## 取り組む課題:
ページ本文のうち、「当初は二人のこの躊躇を奇妙に」で始まり「んでん返しもまた予想された。」まで続く部分を、一字一句そのまま書き出してください。

鋼牙と零は赤い仮面の男に二人掛かりで挑むが、さっぱり勝てない。しかも赤い仮面の男が巨大機械兵「イグル」の召喚を始めると、呆然としてそれを見守り始める。
当初は二人のこの躊躇を奇妙に思った。だがイグルは存外あっさり倒せた上、搭乗していた赤い仮面の男に爆風で大打撃を与え、形勢の逆転にも成功したので、案外二人とも瞬時に「どうせ大した兵器ではない」と見抜き、初めから爆風の利用を考えたのかもしれない。
赤い仮面の下には大方の予想通りレオの顔があったが、まだシリーズ全体の三分の二なので、当然どんでん返しもまた予想された。
第17話 赤筆
映画に出てきた烈花が再登場する。彼女とカオルとの衝突は見所。映画でも烈花とカオルは潜在的な敵対関係にあったというのが私の分析だが(参照→http://d.hatena.ne.jp/gureneko/20111212/1323616291)、到頭敵対関係が顕在化した。
前作では、第一話でカオルがホラーの返り血を浴び、原則として近々死ぬという宿命を背負い、第十七話でカオルはその事を知った。そして今作では第1話で鋼牙が破滅の刻印を記され、原則として近々死ぬという宿命を背負い、やはりこの第17話でカオルはその事を知った。
公式サイトにおける話数の表記こそ、前作は漢数字で今作は算用数字と変えているが(当ブログの表記もこれに倣っている)、かなり露骨に話数を利用した前作との繋がりが見て取れる。
第18話 群獣
ラテスが赤い仮面の男に通じていた事が判明する。
第7話では魔戒騎士以上の戦果を上げる魔戒法師に不快感を示していたが、あれは保守派の振りをするための演技だったのであろう。
同調者の勧誘についても、ラテスが随分頑張っていた事が判明する。第13話の赤い仮面の男の勧誘の拙劣さを思い起こせば、実に適切な分業体制だったと言える。
結局ラテスは利用された挙句、赤い仮面の男に粛清されてしまう。地面に倒れた際の衝撃で露出した彼の髪は黒々としている。第7話でザルバに「爺さん」呼ばわりされていたにしては若々しい。彼もまた神官達と同じく、寿命を超越した存在なのだろうか?

## データ一覧:
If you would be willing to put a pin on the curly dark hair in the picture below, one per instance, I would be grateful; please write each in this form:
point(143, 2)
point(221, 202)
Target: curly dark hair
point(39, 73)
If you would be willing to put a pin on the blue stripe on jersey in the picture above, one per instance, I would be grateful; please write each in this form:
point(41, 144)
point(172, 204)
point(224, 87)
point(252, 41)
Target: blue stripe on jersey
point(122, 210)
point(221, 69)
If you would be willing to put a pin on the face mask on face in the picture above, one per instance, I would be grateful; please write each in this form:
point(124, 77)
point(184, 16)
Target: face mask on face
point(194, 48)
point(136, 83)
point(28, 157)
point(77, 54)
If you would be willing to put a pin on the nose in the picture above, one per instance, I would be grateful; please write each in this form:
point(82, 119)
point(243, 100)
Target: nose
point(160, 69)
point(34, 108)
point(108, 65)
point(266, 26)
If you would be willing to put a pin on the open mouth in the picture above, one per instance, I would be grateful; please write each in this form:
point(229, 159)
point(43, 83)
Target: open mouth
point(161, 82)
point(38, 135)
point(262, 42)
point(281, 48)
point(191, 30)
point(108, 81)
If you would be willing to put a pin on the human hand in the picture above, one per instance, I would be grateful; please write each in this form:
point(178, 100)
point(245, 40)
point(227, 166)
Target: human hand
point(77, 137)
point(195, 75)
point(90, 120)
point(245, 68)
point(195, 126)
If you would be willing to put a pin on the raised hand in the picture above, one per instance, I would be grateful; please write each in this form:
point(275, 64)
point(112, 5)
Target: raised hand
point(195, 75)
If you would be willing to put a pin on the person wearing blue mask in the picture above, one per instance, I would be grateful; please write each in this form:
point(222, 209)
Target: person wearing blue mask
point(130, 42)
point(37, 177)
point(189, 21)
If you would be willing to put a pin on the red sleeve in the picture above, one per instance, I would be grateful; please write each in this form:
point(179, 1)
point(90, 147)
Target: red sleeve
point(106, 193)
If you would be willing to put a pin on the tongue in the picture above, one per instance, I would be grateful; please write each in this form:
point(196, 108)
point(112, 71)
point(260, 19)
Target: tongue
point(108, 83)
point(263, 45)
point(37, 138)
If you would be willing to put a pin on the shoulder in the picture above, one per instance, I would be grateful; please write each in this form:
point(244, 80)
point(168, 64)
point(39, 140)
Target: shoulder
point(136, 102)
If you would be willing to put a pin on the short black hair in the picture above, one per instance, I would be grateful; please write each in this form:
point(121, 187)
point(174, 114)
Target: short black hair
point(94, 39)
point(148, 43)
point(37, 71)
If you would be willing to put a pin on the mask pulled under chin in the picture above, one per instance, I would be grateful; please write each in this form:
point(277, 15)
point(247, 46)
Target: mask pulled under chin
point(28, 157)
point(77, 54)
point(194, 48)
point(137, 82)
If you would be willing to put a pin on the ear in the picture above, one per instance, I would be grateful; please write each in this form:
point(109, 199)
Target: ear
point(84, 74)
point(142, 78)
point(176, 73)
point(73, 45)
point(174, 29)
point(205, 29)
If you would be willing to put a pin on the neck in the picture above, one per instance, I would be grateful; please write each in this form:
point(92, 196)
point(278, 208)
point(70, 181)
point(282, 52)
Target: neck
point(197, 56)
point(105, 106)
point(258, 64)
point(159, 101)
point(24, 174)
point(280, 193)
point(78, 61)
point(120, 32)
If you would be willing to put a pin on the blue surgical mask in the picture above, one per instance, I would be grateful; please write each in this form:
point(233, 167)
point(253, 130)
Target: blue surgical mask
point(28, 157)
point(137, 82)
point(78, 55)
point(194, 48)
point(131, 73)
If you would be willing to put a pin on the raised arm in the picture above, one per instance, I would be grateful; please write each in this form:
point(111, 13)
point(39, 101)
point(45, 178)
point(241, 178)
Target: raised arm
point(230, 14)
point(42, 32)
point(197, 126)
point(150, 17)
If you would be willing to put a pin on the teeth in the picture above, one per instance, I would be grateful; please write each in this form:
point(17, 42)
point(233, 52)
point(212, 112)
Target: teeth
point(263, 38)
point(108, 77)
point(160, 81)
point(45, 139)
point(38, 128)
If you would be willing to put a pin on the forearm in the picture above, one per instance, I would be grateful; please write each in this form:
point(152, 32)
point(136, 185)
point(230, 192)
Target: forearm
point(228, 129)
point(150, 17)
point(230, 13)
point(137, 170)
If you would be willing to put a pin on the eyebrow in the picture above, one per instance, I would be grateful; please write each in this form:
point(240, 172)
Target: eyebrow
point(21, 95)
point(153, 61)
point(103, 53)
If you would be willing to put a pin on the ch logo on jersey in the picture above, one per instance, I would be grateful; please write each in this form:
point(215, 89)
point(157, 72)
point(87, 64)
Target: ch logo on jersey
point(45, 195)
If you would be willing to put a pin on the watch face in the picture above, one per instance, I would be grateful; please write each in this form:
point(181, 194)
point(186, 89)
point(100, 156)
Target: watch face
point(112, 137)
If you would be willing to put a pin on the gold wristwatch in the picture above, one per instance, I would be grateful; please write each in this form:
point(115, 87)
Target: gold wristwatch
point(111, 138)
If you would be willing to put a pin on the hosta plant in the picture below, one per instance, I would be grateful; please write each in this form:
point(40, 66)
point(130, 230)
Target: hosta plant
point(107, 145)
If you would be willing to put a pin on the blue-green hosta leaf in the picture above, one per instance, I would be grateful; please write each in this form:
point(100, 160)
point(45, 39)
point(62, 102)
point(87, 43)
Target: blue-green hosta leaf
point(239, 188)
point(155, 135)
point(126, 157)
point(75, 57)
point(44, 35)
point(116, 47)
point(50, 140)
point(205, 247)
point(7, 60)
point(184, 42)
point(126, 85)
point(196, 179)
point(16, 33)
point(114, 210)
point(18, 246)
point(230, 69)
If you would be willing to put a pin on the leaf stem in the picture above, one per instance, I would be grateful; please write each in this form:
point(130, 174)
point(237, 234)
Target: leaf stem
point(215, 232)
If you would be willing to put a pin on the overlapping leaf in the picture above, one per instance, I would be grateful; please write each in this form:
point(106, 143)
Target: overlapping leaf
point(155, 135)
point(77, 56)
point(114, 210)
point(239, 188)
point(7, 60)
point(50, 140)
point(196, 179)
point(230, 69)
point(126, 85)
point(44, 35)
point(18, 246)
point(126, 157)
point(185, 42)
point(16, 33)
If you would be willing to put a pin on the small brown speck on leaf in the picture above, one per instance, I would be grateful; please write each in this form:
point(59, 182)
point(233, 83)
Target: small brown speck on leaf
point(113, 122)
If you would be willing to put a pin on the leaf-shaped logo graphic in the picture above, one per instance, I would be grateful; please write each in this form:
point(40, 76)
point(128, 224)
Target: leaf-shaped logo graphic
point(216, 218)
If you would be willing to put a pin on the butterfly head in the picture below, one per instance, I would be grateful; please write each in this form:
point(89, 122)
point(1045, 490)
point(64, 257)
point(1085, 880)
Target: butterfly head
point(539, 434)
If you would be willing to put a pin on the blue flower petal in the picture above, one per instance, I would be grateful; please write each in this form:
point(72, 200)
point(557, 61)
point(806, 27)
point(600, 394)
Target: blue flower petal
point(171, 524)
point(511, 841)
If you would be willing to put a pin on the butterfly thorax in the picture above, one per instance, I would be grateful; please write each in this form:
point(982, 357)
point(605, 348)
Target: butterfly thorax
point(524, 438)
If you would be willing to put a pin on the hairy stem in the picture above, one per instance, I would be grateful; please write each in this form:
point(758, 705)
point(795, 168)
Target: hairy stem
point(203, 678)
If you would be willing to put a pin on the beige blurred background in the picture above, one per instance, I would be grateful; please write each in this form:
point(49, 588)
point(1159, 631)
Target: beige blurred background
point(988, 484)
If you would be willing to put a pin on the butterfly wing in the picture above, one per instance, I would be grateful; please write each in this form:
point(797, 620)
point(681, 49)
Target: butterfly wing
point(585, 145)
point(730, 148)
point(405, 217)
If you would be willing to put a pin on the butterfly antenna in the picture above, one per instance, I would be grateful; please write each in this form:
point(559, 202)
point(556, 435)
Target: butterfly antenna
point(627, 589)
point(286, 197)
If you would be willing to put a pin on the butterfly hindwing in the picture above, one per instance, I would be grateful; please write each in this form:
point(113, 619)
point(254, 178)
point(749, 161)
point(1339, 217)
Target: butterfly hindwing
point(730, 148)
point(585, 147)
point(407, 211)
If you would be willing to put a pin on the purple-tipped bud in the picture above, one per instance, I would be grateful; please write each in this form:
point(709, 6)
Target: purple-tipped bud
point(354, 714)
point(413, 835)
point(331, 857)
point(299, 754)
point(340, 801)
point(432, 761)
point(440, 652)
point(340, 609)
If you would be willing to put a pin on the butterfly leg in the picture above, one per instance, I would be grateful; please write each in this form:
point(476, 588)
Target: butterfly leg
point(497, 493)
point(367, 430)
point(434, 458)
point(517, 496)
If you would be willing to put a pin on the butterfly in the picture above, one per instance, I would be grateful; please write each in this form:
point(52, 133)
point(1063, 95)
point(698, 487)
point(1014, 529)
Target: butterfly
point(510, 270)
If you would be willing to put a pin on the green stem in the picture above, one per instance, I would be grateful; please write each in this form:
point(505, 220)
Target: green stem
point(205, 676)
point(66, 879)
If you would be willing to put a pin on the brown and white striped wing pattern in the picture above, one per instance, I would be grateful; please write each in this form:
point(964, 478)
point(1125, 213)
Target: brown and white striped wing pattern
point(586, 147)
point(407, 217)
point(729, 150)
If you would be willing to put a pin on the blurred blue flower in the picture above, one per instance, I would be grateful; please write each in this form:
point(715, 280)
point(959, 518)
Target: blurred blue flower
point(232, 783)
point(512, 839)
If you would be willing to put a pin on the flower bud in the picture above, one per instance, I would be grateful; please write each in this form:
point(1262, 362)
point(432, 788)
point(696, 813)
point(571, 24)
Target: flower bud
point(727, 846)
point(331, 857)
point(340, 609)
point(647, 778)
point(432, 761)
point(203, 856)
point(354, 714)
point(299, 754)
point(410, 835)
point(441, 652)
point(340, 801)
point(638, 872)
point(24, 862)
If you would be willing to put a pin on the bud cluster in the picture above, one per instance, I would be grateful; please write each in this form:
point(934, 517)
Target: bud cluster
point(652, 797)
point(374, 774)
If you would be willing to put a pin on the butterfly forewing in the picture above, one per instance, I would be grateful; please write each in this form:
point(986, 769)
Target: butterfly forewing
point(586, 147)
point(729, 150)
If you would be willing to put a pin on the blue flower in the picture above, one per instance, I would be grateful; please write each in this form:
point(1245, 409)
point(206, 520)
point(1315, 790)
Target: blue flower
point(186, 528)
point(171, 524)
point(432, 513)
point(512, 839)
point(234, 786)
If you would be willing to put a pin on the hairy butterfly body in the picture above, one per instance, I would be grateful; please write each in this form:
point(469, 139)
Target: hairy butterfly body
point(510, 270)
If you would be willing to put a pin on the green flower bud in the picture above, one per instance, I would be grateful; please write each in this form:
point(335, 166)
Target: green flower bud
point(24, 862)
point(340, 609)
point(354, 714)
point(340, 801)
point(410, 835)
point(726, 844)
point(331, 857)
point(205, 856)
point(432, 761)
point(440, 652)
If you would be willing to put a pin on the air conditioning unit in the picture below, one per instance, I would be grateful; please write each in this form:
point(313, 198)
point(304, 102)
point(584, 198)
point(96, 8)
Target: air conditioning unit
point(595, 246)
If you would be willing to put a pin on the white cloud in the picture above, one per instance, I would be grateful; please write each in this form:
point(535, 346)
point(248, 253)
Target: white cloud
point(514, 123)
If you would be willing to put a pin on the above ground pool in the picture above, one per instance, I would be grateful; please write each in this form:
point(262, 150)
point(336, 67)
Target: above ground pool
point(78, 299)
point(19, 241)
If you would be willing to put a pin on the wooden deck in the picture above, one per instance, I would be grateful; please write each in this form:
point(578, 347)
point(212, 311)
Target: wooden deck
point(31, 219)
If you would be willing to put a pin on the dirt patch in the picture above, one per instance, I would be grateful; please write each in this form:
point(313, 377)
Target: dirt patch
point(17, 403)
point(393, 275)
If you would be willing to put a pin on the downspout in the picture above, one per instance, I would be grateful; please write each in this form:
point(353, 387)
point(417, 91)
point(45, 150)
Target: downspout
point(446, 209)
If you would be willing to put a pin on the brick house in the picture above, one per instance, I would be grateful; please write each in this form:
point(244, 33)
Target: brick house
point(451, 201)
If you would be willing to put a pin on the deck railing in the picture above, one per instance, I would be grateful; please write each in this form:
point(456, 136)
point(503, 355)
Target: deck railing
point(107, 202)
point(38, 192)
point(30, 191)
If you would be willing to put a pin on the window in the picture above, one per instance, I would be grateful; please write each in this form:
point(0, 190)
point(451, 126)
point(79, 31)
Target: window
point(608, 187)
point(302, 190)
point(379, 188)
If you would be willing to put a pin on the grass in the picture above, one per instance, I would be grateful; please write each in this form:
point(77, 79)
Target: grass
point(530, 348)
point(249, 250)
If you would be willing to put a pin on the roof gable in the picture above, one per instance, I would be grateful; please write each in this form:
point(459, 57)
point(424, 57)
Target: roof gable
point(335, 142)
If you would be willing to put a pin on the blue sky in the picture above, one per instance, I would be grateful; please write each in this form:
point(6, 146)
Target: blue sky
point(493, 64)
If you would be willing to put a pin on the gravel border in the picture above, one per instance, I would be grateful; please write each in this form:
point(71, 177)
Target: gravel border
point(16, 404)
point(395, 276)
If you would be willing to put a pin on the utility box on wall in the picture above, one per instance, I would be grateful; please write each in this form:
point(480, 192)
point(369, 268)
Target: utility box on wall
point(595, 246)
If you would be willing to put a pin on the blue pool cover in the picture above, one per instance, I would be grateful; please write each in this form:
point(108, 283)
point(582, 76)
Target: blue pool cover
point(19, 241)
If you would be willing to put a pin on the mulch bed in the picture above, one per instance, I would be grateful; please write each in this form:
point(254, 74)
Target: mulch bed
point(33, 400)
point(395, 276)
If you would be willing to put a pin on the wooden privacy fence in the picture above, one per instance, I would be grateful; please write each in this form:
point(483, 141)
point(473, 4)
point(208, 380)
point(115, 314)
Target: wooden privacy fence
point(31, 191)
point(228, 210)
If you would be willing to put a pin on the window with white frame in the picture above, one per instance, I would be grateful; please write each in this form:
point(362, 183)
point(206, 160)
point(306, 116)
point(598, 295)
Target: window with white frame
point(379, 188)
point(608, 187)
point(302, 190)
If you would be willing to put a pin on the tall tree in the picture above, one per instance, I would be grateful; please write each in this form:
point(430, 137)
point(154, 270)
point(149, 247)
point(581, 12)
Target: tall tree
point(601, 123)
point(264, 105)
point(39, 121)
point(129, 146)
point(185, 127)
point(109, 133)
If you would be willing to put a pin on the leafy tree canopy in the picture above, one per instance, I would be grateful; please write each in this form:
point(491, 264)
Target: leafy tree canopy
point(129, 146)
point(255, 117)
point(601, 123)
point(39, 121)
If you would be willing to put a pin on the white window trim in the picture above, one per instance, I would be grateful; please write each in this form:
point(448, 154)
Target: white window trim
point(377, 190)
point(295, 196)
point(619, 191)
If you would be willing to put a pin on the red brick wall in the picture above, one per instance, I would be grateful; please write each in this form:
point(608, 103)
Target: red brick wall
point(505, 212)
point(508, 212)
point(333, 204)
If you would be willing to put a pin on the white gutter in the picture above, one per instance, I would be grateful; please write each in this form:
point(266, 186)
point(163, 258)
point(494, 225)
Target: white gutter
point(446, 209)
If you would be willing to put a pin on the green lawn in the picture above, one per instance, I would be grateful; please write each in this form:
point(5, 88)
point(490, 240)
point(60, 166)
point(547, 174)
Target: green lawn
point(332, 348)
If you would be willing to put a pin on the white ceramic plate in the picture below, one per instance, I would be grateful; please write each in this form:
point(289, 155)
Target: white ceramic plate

## 演習の出力:
当初は二人のこの躊躇を奇妙に思った。だがイグルは存外あっさり倒せた上、搭乗していた赤い仮面の男に爆風で大打撃を与え、形勢の逆転にも成功したので、案外二人とも瞬時に「どうせ大した兵器ではない」と見抜き、初めから爆風の利用を考えたのかもしれない。
赤い仮面の下には大方の予想通りレオの顔があったが、まだシリーズ全体の三分の二なので、当然どんでん返しもまた予想された。